Segmentation mask data
-*-*-

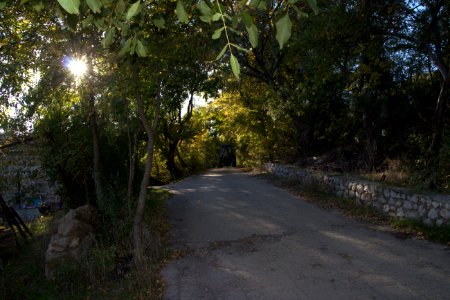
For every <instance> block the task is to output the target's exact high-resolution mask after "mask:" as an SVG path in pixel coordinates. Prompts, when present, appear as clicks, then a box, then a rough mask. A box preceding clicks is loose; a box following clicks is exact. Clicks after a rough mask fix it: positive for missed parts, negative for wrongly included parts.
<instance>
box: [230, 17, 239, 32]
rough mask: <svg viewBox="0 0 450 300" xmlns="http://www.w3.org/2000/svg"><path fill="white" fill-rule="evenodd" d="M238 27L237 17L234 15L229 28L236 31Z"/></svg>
mask: <svg viewBox="0 0 450 300" xmlns="http://www.w3.org/2000/svg"><path fill="white" fill-rule="evenodd" d="M238 25H239V18H238V15H234V16H233V21H231V28H234V29H237V27H238Z"/></svg>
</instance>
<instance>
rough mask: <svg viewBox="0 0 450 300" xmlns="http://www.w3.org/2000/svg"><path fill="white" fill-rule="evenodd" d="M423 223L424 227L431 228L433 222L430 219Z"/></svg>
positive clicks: (428, 219)
mask: <svg viewBox="0 0 450 300" xmlns="http://www.w3.org/2000/svg"><path fill="white" fill-rule="evenodd" d="M423 223H424V224H425V225H427V226H433V221H431V219H428V218H427V219H425V220H424V221H423Z"/></svg>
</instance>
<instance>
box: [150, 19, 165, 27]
mask: <svg viewBox="0 0 450 300" xmlns="http://www.w3.org/2000/svg"><path fill="white" fill-rule="evenodd" d="M152 22H153V24H154V25H155V26H156V27H158V28H161V29H164V28H166V20H164V18H163V17H159V18H156V19H153V20H152Z"/></svg>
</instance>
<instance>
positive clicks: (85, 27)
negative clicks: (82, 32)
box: [81, 15, 94, 28]
mask: <svg viewBox="0 0 450 300" xmlns="http://www.w3.org/2000/svg"><path fill="white" fill-rule="evenodd" d="M93 20H94V15H88V16H87V17H86V19H84V20H83V21H82V22H81V26H83V28H86V27H88V26H89V25H91V24H92V21H93Z"/></svg>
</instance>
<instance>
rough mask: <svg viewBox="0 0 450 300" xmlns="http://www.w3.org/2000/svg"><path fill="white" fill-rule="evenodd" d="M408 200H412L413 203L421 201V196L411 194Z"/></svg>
mask: <svg viewBox="0 0 450 300" xmlns="http://www.w3.org/2000/svg"><path fill="white" fill-rule="evenodd" d="M408 200H409V201H411V203H417V202H419V197H417V196H416V195H411V196H409V197H408Z"/></svg>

-*-*-

**What this task involves**: Please copy the listing above word for word, from start to finish, leaving out the pictures.

**Written solution**:
For every <instance> block the task is to output the target's exact high-resolution mask after "mask:" as an SVG path in pixel coordinates. Prompts, when present, appear as clicks, then a box, then a rough mask. A box preceding clicks is loose; a box following clicks is exact. Clicks after a rough mask fix it: positive for missed parts, negative for wrongly included parts.
<instance>
box: [230, 17, 239, 32]
rough mask: <svg viewBox="0 0 450 300" xmlns="http://www.w3.org/2000/svg"><path fill="white" fill-rule="evenodd" d="M238 27L237 17L234 15L229 28L236 31Z"/></svg>
mask: <svg viewBox="0 0 450 300" xmlns="http://www.w3.org/2000/svg"><path fill="white" fill-rule="evenodd" d="M238 25H239V18H238V15H234V16H233V21H231V28H234V29H237V27H238Z"/></svg>
</instance>
<instance>
rough mask: <svg viewBox="0 0 450 300" xmlns="http://www.w3.org/2000/svg"><path fill="white" fill-rule="evenodd" d="M423 223L424 227L431 228L433 222L430 219Z"/></svg>
positive clicks: (428, 219)
mask: <svg viewBox="0 0 450 300" xmlns="http://www.w3.org/2000/svg"><path fill="white" fill-rule="evenodd" d="M423 223H424V224H425V225H427V226H433V221H431V219H428V218H427V219H425V220H424V221H423Z"/></svg>
</instance>
<instance>
box: [150, 19, 165, 27]
mask: <svg viewBox="0 0 450 300" xmlns="http://www.w3.org/2000/svg"><path fill="white" fill-rule="evenodd" d="M152 22H153V24H154V25H155V26H156V27H158V28H161V29H164V28H166V20H164V18H163V17H159V18H156V19H153V20H152Z"/></svg>
</instance>
<instance>
positive clicks: (85, 27)
negative clicks: (82, 32)
box: [81, 15, 94, 28]
mask: <svg viewBox="0 0 450 300" xmlns="http://www.w3.org/2000/svg"><path fill="white" fill-rule="evenodd" d="M93 20H94V15H88V16H87V17H86V19H84V20H83V21H82V22H81V26H83V28H86V27H88V26H89V25H91V24H92V21H93Z"/></svg>
</instance>
<instance>
rough mask: <svg viewBox="0 0 450 300" xmlns="http://www.w3.org/2000/svg"><path fill="white" fill-rule="evenodd" d="M408 200H412L413 203L421 201V196L411 194Z"/></svg>
mask: <svg viewBox="0 0 450 300" xmlns="http://www.w3.org/2000/svg"><path fill="white" fill-rule="evenodd" d="M408 200H409V201H411V203H417V202H419V197H417V196H416V195H411V196H409V197H408Z"/></svg>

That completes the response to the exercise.